→ What is needed
Copy the data exactly as it appears, and do not include any pictures.

--------

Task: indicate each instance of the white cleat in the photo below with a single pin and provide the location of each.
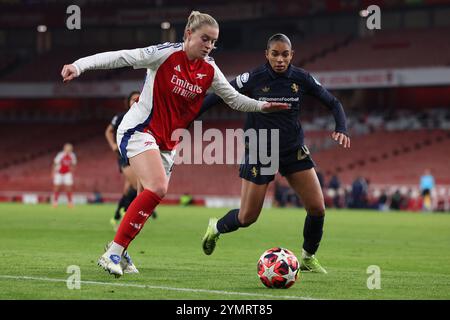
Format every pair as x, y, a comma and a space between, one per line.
111, 263
125, 262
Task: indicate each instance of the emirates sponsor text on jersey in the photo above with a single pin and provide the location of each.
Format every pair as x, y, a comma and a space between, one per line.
185, 88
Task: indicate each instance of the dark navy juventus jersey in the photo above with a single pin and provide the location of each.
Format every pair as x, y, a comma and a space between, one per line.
289, 87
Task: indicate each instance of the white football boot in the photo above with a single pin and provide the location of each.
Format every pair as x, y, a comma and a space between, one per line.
125, 262
111, 263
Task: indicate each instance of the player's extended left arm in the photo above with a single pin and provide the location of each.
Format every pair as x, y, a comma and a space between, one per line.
238, 101
108, 60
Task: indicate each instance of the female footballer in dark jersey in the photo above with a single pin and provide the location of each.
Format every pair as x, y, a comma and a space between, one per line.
279, 81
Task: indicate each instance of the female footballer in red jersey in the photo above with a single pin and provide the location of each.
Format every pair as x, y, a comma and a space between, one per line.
62, 173
178, 76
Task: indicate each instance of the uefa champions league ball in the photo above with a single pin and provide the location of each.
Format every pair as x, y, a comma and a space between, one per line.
278, 268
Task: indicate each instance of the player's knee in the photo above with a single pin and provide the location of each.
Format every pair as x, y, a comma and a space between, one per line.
316, 210
157, 187
247, 220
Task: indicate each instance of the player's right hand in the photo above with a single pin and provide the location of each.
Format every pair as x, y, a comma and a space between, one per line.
69, 72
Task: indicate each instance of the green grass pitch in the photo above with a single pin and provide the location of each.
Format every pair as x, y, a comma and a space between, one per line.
38, 244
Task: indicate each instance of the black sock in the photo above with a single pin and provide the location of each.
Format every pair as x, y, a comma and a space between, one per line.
129, 197
229, 222
312, 233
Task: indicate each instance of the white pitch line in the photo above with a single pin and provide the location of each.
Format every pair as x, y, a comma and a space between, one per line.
145, 286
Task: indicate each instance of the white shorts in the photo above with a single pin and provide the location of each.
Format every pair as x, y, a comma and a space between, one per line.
63, 179
139, 142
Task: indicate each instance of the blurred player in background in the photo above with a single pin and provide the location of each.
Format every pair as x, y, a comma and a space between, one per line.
130, 185
62, 173
178, 76
280, 81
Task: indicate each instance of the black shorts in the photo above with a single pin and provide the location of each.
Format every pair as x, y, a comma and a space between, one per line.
294, 161
122, 162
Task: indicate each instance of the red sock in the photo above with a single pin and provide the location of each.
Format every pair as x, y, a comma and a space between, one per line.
138, 212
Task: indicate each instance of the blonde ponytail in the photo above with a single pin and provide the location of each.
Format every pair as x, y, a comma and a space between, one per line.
197, 20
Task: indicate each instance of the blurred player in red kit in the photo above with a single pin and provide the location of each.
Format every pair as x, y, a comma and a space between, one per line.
62, 173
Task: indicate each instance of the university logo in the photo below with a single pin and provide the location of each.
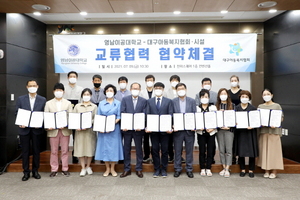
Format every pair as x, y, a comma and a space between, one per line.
235, 48
73, 50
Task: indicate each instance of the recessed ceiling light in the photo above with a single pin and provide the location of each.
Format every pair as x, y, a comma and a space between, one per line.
272, 11
267, 4
40, 7
37, 13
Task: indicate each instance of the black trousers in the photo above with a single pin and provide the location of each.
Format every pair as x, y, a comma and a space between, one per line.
206, 150
27, 141
160, 143
251, 163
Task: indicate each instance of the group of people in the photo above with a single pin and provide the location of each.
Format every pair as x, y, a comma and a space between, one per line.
111, 147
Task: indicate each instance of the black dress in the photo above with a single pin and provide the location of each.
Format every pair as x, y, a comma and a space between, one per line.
246, 144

--------

→ Worked answer
Task: indicate each instance of the white cleat in the photo below with a single pin and provide the location of each.
Format every pair as x, y, a comma and a space between, one per line.
111, 263
125, 262
Task: indicate each instance of the emirates sponsor text on jersey in the photo above with a single pin and provide the location of each.
Format every pair as x, y, a comma and a space between, one per line.
185, 88
Task: indicate each instance of the dark navy juventus jersey in the photo above with a single pin and provide the location of each.
Format every pair as x, y, a comma and a space between, one per line.
289, 87
Task: indicate each instance of the white football boot in the photo above with a single pin and provide the location of each.
Format every pair as x, y, a comma and a space between, one per line.
125, 262
111, 263
Task: indicate each instance of the player's extended left arm in the photo above with a single pin and provide the location of each.
Format every pair as x, y, a comma and a space between, one per line.
238, 101
108, 60
Task: indicate each instance of the female footballer in dark jersey in the photo above with a single pin and provide the location of each.
Format every pair as x, y, a comma and a space between, one per line.
279, 81
Task: indicate each instance of the female footballer in red jersey in the photo above with a single pin and provide the location of each.
Format every pair as x, y, a comma and a space between, one per line.
62, 173
178, 76
Task: indicate each instance of the uefa champions league ball in the photo above with a single pin and provide the location of each.
Format every pair as x, y, a comma and a space between, one per line.
278, 268
Task: indicate each instance of the player's knee in the photo above with a single pin and provide the location of each.
Format every pair as x, y, a comma and a space between, one per line.
316, 210
157, 187
247, 220
Task: indicate each instance of the player's right hand in the photo above with a single pin and provide the location of each.
Format every pair as x, y, a comma and a space between, one per line.
69, 72
Task: indicate each instance of the green grass pitch in the photo above with a single pin and provide the location of each.
Format every pair as x, y, a comma and a space between, one per line.
38, 244
Task: indicate each instance of the black sock in the photo above with a single pin and provide the location of each.
Format every pair as x, y, a comma and a space between, one per line.
129, 197
229, 222
312, 233
Task: indicate each instance of the white pitch line in the photo above with a single pin and provide the location of each.
Format every pair as x, y, a comma and a space between, one per line.
145, 286
Task: indicate each instance of the white shorts in the photo above with a single pin and provide the location of each.
Format every pair as x, y, a comma and a space between, one per line.
63, 179
139, 142
Task: indicate each instance of the blurred player in background in the photo above with a single pin and provide the location of each.
Format every pair as x, y, a comma and a space between, one per line.
130, 185
62, 173
178, 76
280, 81
Task: indicate each instance of the black shorts in the photo above with a single pin and provide the location of each.
Format every pair as x, y, a comma and a space between, one per line.
294, 161
122, 162
Task: indicate each instance of the red sock in the photo above with a single pin and provide the location of each.
Format every pair as x, y, a comma and a space between, one per line.
138, 212
Task: indicate each instance of the blonde ponytail in the photo above with a single pin and provide the location of each.
Format every pair as x, y, a comma and a space between, one per line.
197, 20
Task: indicate each instance of the blurred player in red kit in the photo above with a single pin and provide the location of each.
Format every pair as x, y, a comma and a space between, one per line.
62, 173
Task: indicate each instance of the university logo in the photo below with a single pin and provide the location of each.
Format every pair as x, y, a comma and a space between, one per line.
235, 48
73, 50
Task: indicate each instance of the recessed ceiling light in the photo above with a single pin and provide the location of each.
Format every pair as x, y, a comma and a space between, one per line.
272, 11
267, 4
40, 7
37, 13
Task: indicate each instance of the black trousers in the photo above with a single pin and provide the location of each.
Format every pair as x, y, a comma and a space between, one per line.
206, 150
27, 141
160, 143
251, 163
Task: indicate each instance of the group of people in the photo above with a single pin and provide the location of each.
Format every pair as x, y, a comma and a space between, one per line.
111, 147
Task: indicate each instance of the black dress in the photo above with a single pin and provide the location of each.
Format every pair as x, y, a comma and a space between, one per line.
246, 144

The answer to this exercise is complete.